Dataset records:
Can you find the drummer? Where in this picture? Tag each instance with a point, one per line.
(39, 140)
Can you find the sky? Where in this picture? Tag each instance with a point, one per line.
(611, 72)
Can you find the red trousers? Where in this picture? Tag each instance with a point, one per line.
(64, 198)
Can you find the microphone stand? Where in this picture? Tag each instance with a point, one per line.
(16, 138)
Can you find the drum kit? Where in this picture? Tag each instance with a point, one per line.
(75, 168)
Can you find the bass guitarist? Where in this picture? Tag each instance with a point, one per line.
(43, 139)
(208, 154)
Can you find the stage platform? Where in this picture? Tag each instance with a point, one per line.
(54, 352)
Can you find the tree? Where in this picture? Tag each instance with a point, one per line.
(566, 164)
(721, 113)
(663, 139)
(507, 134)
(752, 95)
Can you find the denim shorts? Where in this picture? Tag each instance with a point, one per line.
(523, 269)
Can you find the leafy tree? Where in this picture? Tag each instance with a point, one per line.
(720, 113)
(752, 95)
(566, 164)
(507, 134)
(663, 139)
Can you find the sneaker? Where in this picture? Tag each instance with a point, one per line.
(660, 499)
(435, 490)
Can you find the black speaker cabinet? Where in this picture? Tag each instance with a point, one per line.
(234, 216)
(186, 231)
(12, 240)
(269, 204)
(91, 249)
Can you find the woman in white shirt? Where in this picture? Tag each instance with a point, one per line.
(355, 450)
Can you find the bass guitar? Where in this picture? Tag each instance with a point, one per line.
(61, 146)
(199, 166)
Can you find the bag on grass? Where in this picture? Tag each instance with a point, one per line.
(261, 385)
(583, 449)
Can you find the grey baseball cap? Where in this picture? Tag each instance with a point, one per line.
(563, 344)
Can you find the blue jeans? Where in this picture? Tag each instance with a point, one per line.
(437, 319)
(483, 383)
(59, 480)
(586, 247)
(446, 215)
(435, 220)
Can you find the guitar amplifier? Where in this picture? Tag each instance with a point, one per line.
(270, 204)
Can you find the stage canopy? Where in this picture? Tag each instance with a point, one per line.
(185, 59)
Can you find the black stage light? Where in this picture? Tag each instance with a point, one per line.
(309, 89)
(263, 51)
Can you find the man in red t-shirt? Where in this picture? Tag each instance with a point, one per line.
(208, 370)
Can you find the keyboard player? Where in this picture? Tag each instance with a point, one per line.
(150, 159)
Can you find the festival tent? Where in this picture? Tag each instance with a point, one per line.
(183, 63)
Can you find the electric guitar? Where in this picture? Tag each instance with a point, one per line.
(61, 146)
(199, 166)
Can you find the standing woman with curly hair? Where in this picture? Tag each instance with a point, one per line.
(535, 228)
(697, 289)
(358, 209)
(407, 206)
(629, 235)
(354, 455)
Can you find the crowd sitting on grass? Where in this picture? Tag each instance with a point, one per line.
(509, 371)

_What to do_. Print every item above word for word, keeping each line as it appears.

_Solution for this task_.
Can you find the drummer? Where in this picture? Tag each instance with a point, one per line.
(39, 140)
Can you find the sky? Where in this picture? Tag each instance with a point, one per line.
(611, 72)
Can you find the red trousers? Where in this picture? Tag each instance with a point, one per line.
(64, 198)
Can you find the microphone stand? Where in this picture? Tag each instance with a point, one per line.
(16, 138)
Can you find the drum kit? Where in this picture? Tag each instance with a point, one per line.
(75, 168)
Can you find the bass guitarist? Where in this picture? Tag each instance with a point, one per line.
(43, 139)
(208, 154)
Can you find the stage platform? Where in this picture? Tag each instance with a point, one per line.
(54, 352)
Can you find the tree? Where in this picture? Tag each instance with a point, one per line.
(566, 164)
(721, 113)
(663, 139)
(507, 134)
(752, 95)
Can you find the denim shorts? Where in this picture? Tag each instance with a point, one per line.
(523, 269)
Can you find the leafy tree? Where in this picture? Tag each instance with a point, one per line.
(720, 113)
(752, 95)
(566, 164)
(507, 134)
(663, 139)
Can you find the sneaker? Where in this picture? Tag each instance with a point, one per line.
(660, 499)
(435, 490)
Can you find the black speaker cabinet? Where in this picture? Tag each instance with a point, one per line.
(234, 216)
(186, 231)
(12, 240)
(269, 204)
(91, 249)
Can you find the woman in white shirt? Where in this picture? Tag each instance with a point, one per line.
(355, 450)
Can you find the bass guitar? Where in this picture? Tag each instance with a point, one per line.
(61, 146)
(199, 166)
Can you find the bag on grass? Where in this picture? Tag each instance with a point, one per line.
(261, 385)
(583, 449)
Can you find the grey baseball cap? Where in this picture? Tag each instance with a point, one per line.
(563, 344)
Can you find the blue jeans? Where in this picture? Tag each instance with a point, one per line.
(437, 319)
(483, 383)
(59, 480)
(586, 247)
(446, 215)
(435, 220)
Can you find the guitar amplifier? Where in this picture? Tag each instance with a point, one per line.
(270, 204)
Can you find the stage canopy? Where in this picture? Tag each instance with a point, one per line.
(185, 59)
Can you find the black stage light? Where in this picture? Tag each instance with a point, one per line.
(309, 89)
(263, 51)
Can you find the man in red t-shirt? Where in this picture? Tag each instance with a point, one per line.
(208, 370)
Can you find the keyboard player? Where in this picture? Tag each instance with a point, one per line.
(150, 159)
Can you find the festival tent? Where in this picture? Tag each instance with a point, one per line.
(183, 63)
Can you find the electric guitar? Where in this picture? Tag each instance with a point, one per line.
(61, 146)
(199, 166)
Can you find the standing woman with curly hair? Where in this picture? Tag each instance with a point, one per line.
(535, 228)
(697, 289)
(358, 209)
(407, 206)
(629, 235)
(354, 455)
Can you find the crowd sitting on grass? Where in this picture? Tag each instance with a point, one per line.
(509, 371)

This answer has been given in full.